┌─ Data listing

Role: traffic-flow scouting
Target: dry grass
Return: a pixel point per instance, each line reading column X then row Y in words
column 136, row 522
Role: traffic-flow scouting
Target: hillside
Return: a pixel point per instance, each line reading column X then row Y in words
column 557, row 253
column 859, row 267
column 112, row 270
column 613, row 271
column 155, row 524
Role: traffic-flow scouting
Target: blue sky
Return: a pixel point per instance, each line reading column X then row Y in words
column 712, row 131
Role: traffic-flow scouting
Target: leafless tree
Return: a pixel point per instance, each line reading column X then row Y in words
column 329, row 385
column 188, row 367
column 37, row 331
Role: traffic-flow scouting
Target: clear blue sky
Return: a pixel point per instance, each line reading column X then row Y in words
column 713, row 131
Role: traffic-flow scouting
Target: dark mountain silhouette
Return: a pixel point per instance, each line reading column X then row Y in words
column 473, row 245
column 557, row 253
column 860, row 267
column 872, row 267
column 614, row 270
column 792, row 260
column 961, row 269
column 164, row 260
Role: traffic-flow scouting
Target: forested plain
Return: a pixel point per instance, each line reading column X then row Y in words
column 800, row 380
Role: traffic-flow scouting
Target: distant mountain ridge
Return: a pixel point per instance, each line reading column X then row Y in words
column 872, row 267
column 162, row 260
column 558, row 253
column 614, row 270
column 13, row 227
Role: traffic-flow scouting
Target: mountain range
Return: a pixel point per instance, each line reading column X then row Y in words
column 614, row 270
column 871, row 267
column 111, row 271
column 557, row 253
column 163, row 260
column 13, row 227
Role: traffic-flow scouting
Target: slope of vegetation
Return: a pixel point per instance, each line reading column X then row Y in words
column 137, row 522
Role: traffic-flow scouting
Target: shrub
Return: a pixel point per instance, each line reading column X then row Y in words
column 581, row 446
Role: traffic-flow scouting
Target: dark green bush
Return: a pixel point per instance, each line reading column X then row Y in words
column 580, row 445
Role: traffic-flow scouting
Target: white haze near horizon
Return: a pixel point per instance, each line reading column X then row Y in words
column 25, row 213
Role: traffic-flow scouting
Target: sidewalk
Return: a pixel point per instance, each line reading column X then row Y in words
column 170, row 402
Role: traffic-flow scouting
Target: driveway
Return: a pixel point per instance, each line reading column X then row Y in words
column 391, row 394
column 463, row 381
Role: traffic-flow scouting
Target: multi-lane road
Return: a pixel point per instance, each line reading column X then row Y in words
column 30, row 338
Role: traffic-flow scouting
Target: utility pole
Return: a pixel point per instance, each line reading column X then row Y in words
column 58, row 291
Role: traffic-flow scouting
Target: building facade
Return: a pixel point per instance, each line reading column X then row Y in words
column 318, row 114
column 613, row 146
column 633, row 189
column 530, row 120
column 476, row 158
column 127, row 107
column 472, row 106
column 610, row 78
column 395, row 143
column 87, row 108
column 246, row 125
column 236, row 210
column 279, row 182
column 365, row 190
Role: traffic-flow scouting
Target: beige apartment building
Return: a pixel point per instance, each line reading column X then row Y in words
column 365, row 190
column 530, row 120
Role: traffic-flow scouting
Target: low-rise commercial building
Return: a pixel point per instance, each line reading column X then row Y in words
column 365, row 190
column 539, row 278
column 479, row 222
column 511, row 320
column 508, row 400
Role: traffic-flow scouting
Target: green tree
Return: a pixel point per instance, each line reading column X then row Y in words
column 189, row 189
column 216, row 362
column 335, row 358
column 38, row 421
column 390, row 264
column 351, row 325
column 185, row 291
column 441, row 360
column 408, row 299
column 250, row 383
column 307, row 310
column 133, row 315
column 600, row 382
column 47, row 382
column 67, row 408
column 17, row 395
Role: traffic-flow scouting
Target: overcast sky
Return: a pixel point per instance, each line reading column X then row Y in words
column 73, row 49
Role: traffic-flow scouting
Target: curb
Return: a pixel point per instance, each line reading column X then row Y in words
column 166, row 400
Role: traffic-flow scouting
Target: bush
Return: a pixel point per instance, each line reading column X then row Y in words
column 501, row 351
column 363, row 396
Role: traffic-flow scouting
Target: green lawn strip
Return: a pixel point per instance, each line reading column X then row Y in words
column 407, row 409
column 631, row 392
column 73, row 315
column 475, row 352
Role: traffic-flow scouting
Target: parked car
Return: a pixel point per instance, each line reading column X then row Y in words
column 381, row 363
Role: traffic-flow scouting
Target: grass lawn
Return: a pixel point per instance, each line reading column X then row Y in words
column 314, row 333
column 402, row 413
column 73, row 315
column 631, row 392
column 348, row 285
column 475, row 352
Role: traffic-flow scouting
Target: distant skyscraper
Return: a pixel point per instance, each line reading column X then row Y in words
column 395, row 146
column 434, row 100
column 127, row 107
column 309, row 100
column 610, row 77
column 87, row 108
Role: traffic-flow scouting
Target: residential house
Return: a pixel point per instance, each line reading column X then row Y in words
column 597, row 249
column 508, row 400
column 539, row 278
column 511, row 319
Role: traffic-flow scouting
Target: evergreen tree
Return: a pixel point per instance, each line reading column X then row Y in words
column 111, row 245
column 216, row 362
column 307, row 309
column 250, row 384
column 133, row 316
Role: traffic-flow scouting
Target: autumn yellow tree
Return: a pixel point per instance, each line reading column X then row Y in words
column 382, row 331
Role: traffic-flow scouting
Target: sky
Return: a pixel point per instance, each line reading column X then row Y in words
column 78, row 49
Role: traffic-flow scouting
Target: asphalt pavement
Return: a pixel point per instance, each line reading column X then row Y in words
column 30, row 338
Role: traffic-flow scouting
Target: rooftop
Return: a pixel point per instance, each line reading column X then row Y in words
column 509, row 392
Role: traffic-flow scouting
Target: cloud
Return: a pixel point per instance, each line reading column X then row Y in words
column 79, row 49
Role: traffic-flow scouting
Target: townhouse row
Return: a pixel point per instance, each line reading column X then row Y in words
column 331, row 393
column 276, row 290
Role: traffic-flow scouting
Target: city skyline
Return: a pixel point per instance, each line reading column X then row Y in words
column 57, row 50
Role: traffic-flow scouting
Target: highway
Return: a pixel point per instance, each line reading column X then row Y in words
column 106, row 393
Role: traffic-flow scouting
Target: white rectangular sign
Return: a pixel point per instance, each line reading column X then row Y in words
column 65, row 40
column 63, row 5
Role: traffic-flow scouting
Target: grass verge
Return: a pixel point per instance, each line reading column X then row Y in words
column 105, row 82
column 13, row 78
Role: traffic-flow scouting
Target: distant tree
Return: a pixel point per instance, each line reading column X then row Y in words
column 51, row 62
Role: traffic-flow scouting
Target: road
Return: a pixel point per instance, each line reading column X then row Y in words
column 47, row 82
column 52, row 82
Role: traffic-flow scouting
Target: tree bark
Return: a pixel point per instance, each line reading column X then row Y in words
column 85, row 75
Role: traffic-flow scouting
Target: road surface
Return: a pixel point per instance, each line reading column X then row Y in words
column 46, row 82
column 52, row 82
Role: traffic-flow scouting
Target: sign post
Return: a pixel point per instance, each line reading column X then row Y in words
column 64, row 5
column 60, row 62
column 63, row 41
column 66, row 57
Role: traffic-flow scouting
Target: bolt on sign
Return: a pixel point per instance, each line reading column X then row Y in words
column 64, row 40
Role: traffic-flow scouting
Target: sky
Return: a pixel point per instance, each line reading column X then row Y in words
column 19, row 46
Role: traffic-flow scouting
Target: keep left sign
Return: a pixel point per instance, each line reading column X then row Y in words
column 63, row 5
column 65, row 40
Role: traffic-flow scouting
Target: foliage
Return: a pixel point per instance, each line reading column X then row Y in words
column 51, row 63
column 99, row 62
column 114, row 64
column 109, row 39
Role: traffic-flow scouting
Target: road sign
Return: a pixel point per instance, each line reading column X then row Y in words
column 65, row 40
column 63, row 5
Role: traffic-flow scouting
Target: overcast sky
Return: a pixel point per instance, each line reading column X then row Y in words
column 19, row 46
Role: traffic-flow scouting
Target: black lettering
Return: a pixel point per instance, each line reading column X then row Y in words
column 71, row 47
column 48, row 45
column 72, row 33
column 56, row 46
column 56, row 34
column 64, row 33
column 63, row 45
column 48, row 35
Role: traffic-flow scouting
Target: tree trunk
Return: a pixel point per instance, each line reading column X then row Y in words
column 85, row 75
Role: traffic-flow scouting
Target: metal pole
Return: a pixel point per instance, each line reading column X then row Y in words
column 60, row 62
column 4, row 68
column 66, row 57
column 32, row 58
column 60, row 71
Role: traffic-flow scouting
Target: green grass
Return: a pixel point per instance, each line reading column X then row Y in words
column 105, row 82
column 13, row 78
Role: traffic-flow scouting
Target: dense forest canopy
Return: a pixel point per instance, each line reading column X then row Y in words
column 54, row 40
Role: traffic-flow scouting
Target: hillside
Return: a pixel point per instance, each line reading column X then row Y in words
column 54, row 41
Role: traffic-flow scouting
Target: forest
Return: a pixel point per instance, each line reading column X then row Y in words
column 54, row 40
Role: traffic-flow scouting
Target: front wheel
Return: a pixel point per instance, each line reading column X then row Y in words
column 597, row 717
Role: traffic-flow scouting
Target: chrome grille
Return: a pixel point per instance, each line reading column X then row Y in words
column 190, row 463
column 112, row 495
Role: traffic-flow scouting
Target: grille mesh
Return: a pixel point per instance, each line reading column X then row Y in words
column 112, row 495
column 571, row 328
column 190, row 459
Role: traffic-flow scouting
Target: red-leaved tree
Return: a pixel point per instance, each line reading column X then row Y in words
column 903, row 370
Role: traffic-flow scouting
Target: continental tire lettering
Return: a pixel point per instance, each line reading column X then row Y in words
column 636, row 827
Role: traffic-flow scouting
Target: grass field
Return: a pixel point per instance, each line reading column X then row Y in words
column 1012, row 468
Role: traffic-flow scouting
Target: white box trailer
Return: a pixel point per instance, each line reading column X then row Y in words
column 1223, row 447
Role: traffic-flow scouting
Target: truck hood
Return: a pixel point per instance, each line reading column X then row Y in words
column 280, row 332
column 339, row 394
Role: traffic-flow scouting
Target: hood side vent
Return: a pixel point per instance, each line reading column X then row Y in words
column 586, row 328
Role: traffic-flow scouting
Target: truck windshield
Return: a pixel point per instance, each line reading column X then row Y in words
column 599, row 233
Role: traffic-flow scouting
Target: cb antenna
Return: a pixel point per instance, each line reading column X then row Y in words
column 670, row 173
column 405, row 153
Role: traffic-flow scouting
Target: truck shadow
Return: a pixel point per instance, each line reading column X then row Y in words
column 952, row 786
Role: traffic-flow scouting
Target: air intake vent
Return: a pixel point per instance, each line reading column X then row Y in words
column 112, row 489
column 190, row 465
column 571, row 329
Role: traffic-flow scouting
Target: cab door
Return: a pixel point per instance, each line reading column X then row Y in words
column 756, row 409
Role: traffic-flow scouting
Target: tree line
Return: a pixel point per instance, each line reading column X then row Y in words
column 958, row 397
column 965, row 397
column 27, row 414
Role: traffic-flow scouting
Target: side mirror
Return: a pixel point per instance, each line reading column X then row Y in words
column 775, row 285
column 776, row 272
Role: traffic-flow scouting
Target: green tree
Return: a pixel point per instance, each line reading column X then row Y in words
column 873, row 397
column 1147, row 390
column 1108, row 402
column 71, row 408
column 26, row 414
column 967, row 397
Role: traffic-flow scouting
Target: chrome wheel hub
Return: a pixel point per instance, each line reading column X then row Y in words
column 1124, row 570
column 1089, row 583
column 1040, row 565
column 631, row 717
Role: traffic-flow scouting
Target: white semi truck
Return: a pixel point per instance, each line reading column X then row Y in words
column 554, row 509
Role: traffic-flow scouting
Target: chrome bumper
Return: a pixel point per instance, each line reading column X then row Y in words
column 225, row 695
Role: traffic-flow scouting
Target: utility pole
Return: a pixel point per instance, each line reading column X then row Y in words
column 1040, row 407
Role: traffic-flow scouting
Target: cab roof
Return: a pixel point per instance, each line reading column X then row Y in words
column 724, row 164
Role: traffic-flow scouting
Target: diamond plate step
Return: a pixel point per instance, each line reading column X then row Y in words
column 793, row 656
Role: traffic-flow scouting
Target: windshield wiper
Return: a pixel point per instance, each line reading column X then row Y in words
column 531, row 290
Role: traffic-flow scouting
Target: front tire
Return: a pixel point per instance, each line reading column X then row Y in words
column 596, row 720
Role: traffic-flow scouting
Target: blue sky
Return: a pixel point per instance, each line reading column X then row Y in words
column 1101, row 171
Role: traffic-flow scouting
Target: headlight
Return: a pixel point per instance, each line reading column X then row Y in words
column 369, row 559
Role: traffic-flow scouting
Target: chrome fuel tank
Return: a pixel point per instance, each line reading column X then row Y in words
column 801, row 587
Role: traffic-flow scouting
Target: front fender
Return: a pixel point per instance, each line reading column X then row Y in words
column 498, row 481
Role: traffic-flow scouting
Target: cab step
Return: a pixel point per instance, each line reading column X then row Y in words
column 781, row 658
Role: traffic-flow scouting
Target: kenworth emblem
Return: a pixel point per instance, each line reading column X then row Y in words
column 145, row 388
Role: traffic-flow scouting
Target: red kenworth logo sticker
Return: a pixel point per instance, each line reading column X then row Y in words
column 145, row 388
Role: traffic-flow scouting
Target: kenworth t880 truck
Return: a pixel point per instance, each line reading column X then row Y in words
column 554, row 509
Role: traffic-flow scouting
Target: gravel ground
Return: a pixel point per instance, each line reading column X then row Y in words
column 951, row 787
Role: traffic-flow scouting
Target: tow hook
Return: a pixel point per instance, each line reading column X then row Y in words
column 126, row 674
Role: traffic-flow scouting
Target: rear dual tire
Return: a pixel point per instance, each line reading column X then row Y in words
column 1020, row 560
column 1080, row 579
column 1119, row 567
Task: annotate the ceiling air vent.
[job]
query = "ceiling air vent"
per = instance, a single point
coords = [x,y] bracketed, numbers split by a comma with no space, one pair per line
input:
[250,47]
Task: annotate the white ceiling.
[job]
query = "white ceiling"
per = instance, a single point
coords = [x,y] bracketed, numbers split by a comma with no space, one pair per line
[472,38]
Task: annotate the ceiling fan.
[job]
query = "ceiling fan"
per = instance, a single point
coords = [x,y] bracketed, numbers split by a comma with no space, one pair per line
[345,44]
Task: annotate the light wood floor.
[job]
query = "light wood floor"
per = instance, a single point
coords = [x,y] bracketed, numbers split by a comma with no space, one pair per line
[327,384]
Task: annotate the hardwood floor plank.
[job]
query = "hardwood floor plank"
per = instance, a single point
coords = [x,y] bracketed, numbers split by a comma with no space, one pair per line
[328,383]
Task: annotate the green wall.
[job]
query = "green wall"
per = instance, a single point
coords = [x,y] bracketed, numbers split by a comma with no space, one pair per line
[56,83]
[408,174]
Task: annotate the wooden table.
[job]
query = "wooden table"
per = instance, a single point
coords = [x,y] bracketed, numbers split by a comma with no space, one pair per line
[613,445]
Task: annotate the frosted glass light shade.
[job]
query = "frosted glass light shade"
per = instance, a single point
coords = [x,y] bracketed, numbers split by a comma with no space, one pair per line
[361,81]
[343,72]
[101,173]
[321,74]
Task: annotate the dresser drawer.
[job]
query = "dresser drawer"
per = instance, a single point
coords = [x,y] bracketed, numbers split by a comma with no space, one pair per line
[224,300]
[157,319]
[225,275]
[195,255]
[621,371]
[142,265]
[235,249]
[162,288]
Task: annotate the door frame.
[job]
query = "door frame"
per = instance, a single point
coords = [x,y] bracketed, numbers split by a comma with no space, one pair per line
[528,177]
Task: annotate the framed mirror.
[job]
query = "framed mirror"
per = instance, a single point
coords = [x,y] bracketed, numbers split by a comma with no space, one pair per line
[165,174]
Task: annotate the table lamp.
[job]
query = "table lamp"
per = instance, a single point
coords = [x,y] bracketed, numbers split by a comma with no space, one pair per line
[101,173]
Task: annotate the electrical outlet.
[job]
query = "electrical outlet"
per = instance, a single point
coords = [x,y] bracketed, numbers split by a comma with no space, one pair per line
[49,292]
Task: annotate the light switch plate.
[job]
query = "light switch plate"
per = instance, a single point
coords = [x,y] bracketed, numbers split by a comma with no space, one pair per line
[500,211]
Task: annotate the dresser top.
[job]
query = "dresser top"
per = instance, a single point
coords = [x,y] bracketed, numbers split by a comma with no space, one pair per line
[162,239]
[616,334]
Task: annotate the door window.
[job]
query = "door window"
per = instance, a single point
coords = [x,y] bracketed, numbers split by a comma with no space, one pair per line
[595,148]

└─

- **Directions**: Extract the records word for word, starting at their first line and ending at the line that contains "column 164, row 260", with both of those lines included.

- **Solution to this task**:
Role: traffic-flow scouting
Target: dry grass
Return: a pixel point per instance, each line reading column X then row Y in words
column 136, row 522
Role: traffic-flow scouting
Target: hillside
Return: a pixel point per instance, each line reading column X then row Y in words
column 557, row 253
column 859, row 267
column 112, row 270
column 613, row 271
column 155, row 524
Role: traffic-flow scouting
Target: blue sky
Return: a pixel point per instance, each line reading column X then row Y in words
column 712, row 131
Role: traffic-flow scouting
Target: leafless tree
Return: a pixel point per instance, each line reading column X then row Y in words
column 329, row 385
column 188, row 367
column 37, row 331
Role: traffic-flow scouting
Target: clear blue sky
Return: a pixel point per instance, each line reading column X then row Y in words
column 713, row 131
Role: traffic-flow scouting
Target: dark mountain silhouette
Return: a pixel point per instance, each line reading column X then row Y in words
column 473, row 245
column 557, row 253
column 860, row 267
column 872, row 267
column 614, row 270
column 792, row 260
column 961, row 269
column 164, row 260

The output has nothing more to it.